STATED GOAL
Write out exactly the lines running from the one that contains "For every instance of the green lit" through the end of the material.

"""

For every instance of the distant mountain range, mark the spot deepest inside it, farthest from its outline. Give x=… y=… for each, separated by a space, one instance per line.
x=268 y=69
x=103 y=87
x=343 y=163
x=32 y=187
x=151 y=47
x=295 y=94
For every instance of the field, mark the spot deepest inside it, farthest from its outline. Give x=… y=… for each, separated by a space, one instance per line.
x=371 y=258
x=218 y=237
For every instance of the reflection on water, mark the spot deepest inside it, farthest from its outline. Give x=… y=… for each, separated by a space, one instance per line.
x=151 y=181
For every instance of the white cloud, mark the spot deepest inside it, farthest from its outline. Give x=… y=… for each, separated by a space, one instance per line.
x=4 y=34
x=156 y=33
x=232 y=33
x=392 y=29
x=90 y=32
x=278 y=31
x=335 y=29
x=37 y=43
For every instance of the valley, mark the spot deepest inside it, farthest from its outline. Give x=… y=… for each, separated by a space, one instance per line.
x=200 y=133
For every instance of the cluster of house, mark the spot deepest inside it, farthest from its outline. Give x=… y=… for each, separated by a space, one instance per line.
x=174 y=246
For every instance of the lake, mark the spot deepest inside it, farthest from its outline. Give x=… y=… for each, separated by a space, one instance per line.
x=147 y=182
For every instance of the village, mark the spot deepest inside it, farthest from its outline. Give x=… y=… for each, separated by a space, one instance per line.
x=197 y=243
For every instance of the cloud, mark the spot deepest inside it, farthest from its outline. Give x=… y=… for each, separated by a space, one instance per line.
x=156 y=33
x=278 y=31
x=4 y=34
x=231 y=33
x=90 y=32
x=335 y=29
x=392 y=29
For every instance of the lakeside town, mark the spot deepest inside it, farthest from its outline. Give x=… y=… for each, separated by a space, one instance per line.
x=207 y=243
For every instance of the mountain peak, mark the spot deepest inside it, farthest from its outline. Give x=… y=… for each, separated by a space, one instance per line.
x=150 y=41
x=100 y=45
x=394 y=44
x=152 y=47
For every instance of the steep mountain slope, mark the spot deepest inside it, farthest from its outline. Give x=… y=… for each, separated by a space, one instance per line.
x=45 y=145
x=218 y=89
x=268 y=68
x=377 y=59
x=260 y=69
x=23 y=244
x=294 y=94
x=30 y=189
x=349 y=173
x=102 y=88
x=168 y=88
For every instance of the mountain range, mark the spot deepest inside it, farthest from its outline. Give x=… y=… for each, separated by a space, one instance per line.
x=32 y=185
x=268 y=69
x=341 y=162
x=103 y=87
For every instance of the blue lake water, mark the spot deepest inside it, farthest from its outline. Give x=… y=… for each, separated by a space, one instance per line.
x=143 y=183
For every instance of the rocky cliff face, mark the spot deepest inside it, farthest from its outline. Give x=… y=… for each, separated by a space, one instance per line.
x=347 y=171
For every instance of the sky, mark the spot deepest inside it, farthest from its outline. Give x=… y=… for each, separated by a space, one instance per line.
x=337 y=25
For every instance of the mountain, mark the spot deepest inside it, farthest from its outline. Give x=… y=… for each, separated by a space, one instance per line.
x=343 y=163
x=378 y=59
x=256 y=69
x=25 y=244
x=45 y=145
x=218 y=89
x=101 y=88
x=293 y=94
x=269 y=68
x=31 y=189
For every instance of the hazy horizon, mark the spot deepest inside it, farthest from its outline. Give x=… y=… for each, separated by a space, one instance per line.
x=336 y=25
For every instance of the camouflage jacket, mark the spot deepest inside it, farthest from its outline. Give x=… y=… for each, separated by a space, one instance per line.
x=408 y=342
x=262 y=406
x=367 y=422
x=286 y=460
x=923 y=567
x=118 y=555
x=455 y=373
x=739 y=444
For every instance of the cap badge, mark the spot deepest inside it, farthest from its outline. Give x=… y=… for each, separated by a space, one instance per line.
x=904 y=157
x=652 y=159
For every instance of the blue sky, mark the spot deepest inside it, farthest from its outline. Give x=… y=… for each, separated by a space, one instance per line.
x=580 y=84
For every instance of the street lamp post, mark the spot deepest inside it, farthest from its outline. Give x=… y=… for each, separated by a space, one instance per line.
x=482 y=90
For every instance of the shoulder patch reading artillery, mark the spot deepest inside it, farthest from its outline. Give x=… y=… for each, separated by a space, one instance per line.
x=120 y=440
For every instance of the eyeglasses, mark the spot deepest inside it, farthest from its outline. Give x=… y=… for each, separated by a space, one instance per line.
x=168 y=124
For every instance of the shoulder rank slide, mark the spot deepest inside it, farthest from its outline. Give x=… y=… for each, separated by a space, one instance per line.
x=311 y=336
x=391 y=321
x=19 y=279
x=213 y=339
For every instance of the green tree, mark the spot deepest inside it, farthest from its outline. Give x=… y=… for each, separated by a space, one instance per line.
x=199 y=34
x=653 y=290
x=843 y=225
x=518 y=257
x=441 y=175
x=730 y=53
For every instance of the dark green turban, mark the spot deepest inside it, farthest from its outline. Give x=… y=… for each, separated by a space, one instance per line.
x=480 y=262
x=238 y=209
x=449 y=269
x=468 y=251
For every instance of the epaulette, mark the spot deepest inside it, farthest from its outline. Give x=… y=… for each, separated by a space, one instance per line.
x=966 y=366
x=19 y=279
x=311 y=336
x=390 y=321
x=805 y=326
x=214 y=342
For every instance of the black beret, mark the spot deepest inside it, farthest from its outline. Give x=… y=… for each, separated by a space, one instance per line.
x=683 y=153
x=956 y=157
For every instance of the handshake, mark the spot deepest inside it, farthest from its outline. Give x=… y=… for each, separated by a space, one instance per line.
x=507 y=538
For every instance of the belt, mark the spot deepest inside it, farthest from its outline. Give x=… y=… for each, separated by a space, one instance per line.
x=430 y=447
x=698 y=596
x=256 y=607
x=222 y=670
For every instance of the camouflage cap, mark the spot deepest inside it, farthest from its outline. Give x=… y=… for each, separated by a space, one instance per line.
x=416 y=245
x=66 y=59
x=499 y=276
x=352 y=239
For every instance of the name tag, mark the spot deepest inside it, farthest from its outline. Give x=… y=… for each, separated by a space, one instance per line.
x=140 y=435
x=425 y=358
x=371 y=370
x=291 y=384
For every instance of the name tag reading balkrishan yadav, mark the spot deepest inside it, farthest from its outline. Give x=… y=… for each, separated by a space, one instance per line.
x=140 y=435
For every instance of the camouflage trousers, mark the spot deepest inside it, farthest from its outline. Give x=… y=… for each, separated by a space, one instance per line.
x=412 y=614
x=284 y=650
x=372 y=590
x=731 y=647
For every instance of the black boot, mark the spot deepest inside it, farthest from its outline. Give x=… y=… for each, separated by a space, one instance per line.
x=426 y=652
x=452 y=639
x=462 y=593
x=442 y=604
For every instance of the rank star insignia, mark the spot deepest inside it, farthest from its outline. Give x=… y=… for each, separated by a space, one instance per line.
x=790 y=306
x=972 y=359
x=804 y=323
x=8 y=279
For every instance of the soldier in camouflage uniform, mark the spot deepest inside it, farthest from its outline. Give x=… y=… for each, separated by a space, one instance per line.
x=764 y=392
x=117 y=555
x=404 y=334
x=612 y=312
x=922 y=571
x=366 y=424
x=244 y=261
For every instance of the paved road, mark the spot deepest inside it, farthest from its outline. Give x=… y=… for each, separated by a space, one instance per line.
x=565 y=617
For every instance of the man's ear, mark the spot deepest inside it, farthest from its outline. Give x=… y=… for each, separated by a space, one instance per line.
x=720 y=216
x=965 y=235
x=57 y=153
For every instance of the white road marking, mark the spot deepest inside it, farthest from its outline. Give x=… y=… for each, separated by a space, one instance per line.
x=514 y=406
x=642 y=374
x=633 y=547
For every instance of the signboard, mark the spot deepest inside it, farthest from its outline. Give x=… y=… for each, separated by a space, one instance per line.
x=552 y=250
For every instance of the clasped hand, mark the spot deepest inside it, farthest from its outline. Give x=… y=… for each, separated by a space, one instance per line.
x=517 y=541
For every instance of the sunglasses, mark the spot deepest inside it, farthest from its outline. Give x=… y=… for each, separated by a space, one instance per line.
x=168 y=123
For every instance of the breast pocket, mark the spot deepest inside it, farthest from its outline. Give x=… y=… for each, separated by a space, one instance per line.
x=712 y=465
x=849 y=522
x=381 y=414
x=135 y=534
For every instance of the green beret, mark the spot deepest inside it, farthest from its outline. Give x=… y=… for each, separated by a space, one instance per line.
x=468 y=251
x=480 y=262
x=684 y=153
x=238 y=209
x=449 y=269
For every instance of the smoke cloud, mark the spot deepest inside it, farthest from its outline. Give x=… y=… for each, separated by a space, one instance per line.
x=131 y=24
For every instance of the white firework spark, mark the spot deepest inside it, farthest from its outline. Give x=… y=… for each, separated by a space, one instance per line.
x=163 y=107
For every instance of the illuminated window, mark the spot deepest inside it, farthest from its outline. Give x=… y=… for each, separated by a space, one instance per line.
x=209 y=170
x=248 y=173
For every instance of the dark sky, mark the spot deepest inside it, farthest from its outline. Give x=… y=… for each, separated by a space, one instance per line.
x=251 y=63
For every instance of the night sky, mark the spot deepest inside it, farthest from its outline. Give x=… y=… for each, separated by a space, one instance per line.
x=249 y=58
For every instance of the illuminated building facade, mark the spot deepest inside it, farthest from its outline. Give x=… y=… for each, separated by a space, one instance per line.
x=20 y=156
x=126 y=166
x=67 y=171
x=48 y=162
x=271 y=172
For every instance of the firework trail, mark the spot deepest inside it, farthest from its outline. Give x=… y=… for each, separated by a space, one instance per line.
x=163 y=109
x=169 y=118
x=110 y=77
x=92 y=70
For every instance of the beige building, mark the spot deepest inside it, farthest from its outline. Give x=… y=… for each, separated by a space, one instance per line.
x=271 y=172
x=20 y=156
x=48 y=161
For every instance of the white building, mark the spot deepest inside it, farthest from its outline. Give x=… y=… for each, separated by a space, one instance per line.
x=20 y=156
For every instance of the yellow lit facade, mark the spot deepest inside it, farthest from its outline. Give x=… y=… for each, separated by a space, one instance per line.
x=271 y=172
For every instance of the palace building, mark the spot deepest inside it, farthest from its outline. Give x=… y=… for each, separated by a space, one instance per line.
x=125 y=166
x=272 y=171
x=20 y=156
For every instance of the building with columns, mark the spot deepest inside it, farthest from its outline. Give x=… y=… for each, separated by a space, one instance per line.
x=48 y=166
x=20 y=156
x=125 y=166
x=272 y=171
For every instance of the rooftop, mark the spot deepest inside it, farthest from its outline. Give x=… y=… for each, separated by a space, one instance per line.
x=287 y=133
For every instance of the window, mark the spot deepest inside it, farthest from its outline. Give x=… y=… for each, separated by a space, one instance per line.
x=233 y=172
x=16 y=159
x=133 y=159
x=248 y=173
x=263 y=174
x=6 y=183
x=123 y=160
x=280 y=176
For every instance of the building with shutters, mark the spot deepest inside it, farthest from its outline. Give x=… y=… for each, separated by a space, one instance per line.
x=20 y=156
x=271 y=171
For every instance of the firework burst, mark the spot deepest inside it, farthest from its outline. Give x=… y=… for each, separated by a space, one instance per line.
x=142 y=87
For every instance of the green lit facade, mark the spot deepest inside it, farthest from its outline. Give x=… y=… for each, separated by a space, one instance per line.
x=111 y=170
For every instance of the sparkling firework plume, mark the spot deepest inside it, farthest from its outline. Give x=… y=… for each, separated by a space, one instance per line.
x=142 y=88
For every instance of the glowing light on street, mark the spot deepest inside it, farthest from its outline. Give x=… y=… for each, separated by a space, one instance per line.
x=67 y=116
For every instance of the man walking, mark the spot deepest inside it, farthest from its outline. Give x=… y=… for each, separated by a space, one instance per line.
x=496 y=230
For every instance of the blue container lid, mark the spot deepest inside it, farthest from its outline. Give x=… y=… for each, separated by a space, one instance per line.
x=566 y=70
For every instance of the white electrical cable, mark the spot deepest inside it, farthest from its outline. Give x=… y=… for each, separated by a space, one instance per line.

"""

EXPECTED ANSWER
For every instance of the green lit facade, mark the spot deepest inside it, farthest from its outline. Give x=… y=… for each, separated by a space, one instance per line.
x=111 y=170
For every instance of the sparkling firework plume, mark the spot deepest inside it, farthest from its outline. Give x=… y=… for each, separated by a space, one instance per line.
x=142 y=88
For every instance of the glowing light on street, mark the spot deepest inside it, farthest from its outline. Give x=… y=… for each, separated by a space, one instance per line.
x=67 y=116
For every instance of the man walking, mark the spot deepest inside it, farthest from its outline. Give x=… y=… for each, separated by a space, one instance per line.
x=496 y=230
For every instance of the blue container lid, mark the spot deepest inside it, farthest from its outline. Give x=… y=… for each, separated by a space, one instance per line.
x=566 y=70
For every instance of the white electrical cable, mark the spot deepest inside it, farthest from its outline. Give x=… y=… for each, separated by a space, one instance per line.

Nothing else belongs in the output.